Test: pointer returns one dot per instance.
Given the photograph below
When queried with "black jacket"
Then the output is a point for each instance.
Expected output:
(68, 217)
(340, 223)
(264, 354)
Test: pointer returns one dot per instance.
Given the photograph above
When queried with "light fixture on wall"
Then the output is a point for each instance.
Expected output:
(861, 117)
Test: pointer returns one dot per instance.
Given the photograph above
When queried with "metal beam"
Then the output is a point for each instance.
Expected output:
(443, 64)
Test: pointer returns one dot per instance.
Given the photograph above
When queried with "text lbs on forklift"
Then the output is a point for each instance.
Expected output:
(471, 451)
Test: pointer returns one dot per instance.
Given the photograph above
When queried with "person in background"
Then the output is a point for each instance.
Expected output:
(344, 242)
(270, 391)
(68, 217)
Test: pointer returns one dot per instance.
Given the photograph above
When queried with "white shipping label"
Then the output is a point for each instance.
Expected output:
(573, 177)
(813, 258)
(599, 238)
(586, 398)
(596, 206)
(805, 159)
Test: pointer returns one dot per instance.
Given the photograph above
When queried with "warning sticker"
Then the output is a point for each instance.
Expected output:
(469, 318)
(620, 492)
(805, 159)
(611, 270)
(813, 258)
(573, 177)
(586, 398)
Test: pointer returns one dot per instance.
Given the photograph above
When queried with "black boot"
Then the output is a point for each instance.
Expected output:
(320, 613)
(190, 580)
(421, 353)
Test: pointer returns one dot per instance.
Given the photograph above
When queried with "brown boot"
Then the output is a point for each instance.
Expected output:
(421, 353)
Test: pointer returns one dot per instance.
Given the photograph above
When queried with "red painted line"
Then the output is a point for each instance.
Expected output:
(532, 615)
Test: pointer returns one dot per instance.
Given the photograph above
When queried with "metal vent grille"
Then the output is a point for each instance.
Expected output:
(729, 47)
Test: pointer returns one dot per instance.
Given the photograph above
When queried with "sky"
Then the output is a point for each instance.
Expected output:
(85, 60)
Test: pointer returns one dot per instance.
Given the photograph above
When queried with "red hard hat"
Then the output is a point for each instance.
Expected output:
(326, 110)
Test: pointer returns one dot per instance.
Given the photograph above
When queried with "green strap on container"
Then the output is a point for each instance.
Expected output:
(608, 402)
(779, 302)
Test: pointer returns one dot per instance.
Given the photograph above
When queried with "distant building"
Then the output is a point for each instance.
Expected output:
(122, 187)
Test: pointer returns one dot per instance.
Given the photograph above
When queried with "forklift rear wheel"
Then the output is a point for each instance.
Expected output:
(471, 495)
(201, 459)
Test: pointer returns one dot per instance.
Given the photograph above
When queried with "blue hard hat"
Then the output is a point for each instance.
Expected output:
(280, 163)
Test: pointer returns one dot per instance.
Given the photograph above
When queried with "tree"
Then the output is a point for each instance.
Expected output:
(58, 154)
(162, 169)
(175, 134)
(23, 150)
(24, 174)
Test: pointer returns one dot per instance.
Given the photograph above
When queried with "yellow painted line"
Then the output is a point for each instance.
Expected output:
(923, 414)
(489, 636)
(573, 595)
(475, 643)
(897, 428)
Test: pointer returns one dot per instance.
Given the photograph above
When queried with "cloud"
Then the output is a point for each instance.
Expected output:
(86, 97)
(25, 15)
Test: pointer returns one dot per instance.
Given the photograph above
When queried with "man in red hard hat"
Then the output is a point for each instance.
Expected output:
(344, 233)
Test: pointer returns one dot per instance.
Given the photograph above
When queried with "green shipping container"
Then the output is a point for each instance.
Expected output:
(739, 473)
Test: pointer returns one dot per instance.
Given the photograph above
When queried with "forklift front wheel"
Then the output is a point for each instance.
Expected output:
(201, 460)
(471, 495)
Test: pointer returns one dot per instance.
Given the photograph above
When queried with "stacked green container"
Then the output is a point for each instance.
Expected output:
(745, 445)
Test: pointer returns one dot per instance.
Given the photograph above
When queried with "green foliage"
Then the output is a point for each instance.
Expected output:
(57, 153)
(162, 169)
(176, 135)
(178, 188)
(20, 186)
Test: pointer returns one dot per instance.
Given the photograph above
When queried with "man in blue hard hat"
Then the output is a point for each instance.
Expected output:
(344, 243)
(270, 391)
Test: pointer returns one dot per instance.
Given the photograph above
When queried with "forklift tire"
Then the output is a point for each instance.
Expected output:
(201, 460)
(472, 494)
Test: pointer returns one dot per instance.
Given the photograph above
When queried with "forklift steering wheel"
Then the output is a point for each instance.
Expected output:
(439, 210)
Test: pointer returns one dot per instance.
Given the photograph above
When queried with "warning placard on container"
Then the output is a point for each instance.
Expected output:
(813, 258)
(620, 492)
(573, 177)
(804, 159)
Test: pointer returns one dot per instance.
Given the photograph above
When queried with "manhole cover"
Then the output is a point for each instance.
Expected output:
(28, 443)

== Task brief ==
Reproduce the data shown above in its entirety, keeping each word as it is.

== Written reply ==
Test: pointer returns one dot per instance.
Given the photograph below
When queried with "black jacket"
Then the output is a point for each instance.
Expected output:
(68, 217)
(340, 223)
(264, 354)
Test: pointer returns one dot per instance.
Given the photograph above
When queried with "light fixture on wall"
Then the output is a point for each instance.
Expected output:
(861, 117)
Test: pointer returns one dot per instance.
Given the photograph above
When queried with "metal beam"
Then the output is a point for each instance.
Expected output:
(443, 64)
Test: pointer returns one dot per instance.
Given the photograph above
When queried with "text lbs on forklift"
Then the output is a point for each instance.
Expected output:
(471, 451)
Test: pointer returns one dot per instance.
Given the photograph above
When queried with "person in background"
Then the output is a point for each instance.
Expected output:
(344, 242)
(270, 391)
(68, 217)
Test: pointer returns one dot per instance.
Given the photograph above
When queried with "white shipping label"
Then the output is a point for each instance.
Expected output:
(573, 177)
(813, 258)
(599, 238)
(586, 398)
(596, 206)
(805, 159)
Test: pointer returns one dot per instance.
Given the photograph above
When queried with "warning sticker"
Then the output is a point for each instance.
Expected output:
(469, 318)
(620, 492)
(805, 159)
(611, 270)
(813, 258)
(573, 177)
(586, 398)
Test: pointer returns one dot per instance.
Given the photograph above
When queried with "black boot"
Then the output is a point for each instance.
Expected output:
(320, 613)
(190, 580)
(421, 353)
Test: pointer returns one dot per instance.
Given the photograph above
When queried with "brown boot"
Then the output is a point for each instance.
Expected output:
(421, 353)
Test: pointer returns one dot per instance.
Given the photograph above
When queried with "red painted line"
Then the output is a point for each instance.
Expected output:
(532, 615)
Test: pointer returns one dot per instance.
Given the photograph above
When queried with "metal vent grille"
Then the output is a point for each instance.
Expected output:
(729, 47)
Test: pointer returns one dot per instance.
Given the photograph above
When queried with "sky"
Then the output is a point for each instance.
Expected output:
(85, 60)
Test: pointer returns one dot per instance.
Given the photograph above
When queried with "red hard hat"
Then the output is a point for each instance.
Expected output:
(326, 110)
Test: pointer returns one dot per instance.
Given the photograph above
When queried with "green strap on container"
Then the output is a point for each instance.
Expected output:
(608, 402)
(779, 302)
Test: pointer returns one dot per instance.
Given the photograph above
When queried with "distant building"
Then the output is a point for each instance.
Expected output:
(122, 187)
Test: pointer returns one dot per instance.
Given the photograph above
When queried with "forklift rear wheel"
Then the output is a point for each instance.
Expected output:
(471, 495)
(201, 459)
Test: pointer returns one dot per instance.
Given the photograph above
When queried with "blue hard hat"
Then the output is a point for each instance.
Expected output:
(280, 163)
Test: pointer returns one dot per instance.
Given the photograph above
When queried with "tree"
Then the output is a point for each instance.
Expected output:
(58, 154)
(162, 169)
(175, 134)
(23, 150)
(24, 174)
Test: pointer returns one dot per instance.
Given the photograph above
When queried with "yellow painted line"
Then the output is a point for each instance.
Expected output:
(923, 414)
(489, 636)
(573, 595)
(475, 643)
(897, 428)
Test: pointer returns one dot per instance.
Given the photograph above
When queried with "cloud"
Then the output is a point for each instance.
Expected output:
(86, 97)
(25, 15)
Test: pointer returns one dot per instance.
Given the photograph above
When queried with "man in red hard hat"
Then the output is a point for each instance.
Expected output:
(344, 233)
Test: pointer returns one dot per instance.
Given the photograph above
When queried with "green shipping container"
Then the output is a point for each instance.
Expected output:
(739, 473)
Test: pointer returns one dot per instance.
Given the photograph above
When queried with "forklift front wheel"
Then the output is a point for each instance.
Expected output:
(201, 460)
(471, 495)
Test: pointer returns one dot per instance.
Given the photograph above
When queried with "stacked green container"
Then the output is a point for each instance.
Expected output:
(745, 445)
Test: pointer returns one dot per instance.
Given the photograph above
When queried with "green foliage"
Then the output is a point for each instance.
Expected output:
(57, 153)
(162, 169)
(176, 135)
(178, 188)
(20, 186)
Test: pointer returns one dot per instance.
Given the photograph above
When queried with "man in blue hard hat"
Then the output is a point for each instance.
Expected output:
(344, 243)
(270, 391)
Test: pointer returns one dot per instance.
Given the photograph above
When queried with "forklift tire"
Then the output is a point for each instance.
Expected output:
(201, 460)
(472, 494)
Test: pointer returns one dot per instance.
Given the photograph above
When queried with "forklift steering wheel"
Then the output is a point for each instance.
Expected output:
(439, 210)
Test: pointer returns one dot per instance.
Given the photograph above
When queried with "warning placard on container"
Then the output is a point for each instance.
Expected output:
(813, 258)
(620, 492)
(573, 177)
(804, 159)
Test: pointer returns one dot per instance.
Given the photograph above
When queried with "manhole cover"
Then the output is a point for each instance.
Expected output:
(28, 443)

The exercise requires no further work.